-- start of Given data --
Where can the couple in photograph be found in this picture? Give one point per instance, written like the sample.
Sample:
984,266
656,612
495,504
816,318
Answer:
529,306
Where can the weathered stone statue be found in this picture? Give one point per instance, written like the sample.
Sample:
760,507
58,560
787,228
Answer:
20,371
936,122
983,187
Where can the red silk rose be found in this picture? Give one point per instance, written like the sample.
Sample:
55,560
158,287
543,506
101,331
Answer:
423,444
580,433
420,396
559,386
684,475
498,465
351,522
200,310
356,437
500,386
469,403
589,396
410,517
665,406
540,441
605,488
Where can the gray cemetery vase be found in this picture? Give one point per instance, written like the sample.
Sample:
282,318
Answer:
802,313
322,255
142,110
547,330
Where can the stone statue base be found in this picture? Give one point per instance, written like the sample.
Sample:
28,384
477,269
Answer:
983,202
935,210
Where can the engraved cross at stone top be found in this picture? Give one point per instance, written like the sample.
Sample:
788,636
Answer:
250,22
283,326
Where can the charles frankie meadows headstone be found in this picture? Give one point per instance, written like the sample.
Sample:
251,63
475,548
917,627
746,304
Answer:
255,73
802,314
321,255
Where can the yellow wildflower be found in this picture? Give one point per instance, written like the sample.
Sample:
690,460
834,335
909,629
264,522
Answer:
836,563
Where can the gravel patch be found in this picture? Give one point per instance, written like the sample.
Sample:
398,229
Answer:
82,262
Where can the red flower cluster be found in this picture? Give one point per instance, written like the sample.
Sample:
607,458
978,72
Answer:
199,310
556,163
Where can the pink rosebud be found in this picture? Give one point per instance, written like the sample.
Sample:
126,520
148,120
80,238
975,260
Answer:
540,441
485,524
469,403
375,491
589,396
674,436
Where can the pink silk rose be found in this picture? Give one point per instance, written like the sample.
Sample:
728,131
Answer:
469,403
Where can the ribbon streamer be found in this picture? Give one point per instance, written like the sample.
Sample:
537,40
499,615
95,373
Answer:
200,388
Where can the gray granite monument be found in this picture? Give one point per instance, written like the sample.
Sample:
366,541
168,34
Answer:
-- end of Given data --
Put every line of the material above into a numbered list, skipping any blank lines.

1. Where can the couple in photograph be found in this picture? Give one point per instance, written like the sample.
2. Sample:
3. 984,266
4. 656,612
5. 495,504
6. 816,318
7. Answer:
8. 529,306
9. Where can the weathered stone statue be found in this picture? Give one point per instance, written like the sample.
10. Sample:
11. 760,507
12. 58,560
13. 787,228
14. Answer:
15. 20,371
16. 936,122
17. 983,187
18. Where can the red silk rose be found in this picture? Give one point per instance, written like the sample.
19. Sample:
20. 55,560
21. 158,287
22. 543,506
23. 101,331
24. Answer:
25. 423,444
26. 580,433
27. 420,396
28. 559,386
29. 684,475
30. 498,465
31. 351,522
32. 200,310
33. 356,437
34. 500,386
35. 469,403
36. 589,396
37. 410,517
38. 665,406
39. 540,441
40. 605,488
41. Where can the gray cemetery vase be found in this picture? Give one point per instance, written like the sample.
42. Sample:
43. 282,318
44. Answer:
45. 802,313
46. 322,255
47. 142,110
48. 547,330
49. Where can the stone statue base be found in this picture? Give one point per instance, written like the sample.
50. Sample:
51. 28,384
52. 477,269
53. Answer:
54. 983,202
55. 935,210
56. Where can the engraved cross at stone top be found in this picture? Give one point per instance, written like the sample.
57. Sample:
58. 788,636
59. Answer:
60. 250,22
61. 283,326
62. Where can the charles frankie meadows headstone be found in this picture? Give one point per instance, written like the sample.
63. Sample:
64. 251,63
65. 475,548
66. 917,627
67. 746,304
68. Answer:
69. 255,73
70. 802,314
71. 321,255
72. Where can the yellow wildflower be found in this picture? Give one point per instance, written like the sample.
73. Sample:
74. 690,460
75. 834,335
76. 909,629
77. 264,522
78. Answer:
79. 836,563
80. Where can the gravel patch be found in this picture? Give one point per instance, written like the sample.
81. Sample:
82. 398,229
83. Answer:
84. 82,262
85. Where can the red flower cluster be found in this picture? Give one point per instance, written like the sample.
86. Sample:
87. 607,458
88. 978,72
89. Answer:
90. 199,310
91. 556,163
92. Where can the pink rosebud be found in this picture? Give one point per instance, written like the sample.
93. Sample:
94. 126,520
95. 148,120
96. 80,238
97. 975,260
98. Answer:
99. 540,441
100. 485,524
101. 469,403
102. 375,491
103. 589,396
104. 674,436
105. Where can the pink silk rose be found in this picture? Give one point per instance, written like the sample.
106. Sample:
107. 728,131
108. Answer:
109. 469,403
110. Where can the ribbon streamer be found in this picture? Give one point per instance, written like the sample.
111. Sample:
112. 537,40
113. 499,615
114. 95,373
115. Answer:
116. 200,388
117. Where can the gray granite monument be found in this picture? Give one point per instance, written like the sample.
118. Sample:
119. 366,541
120. 168,34
121. Answer:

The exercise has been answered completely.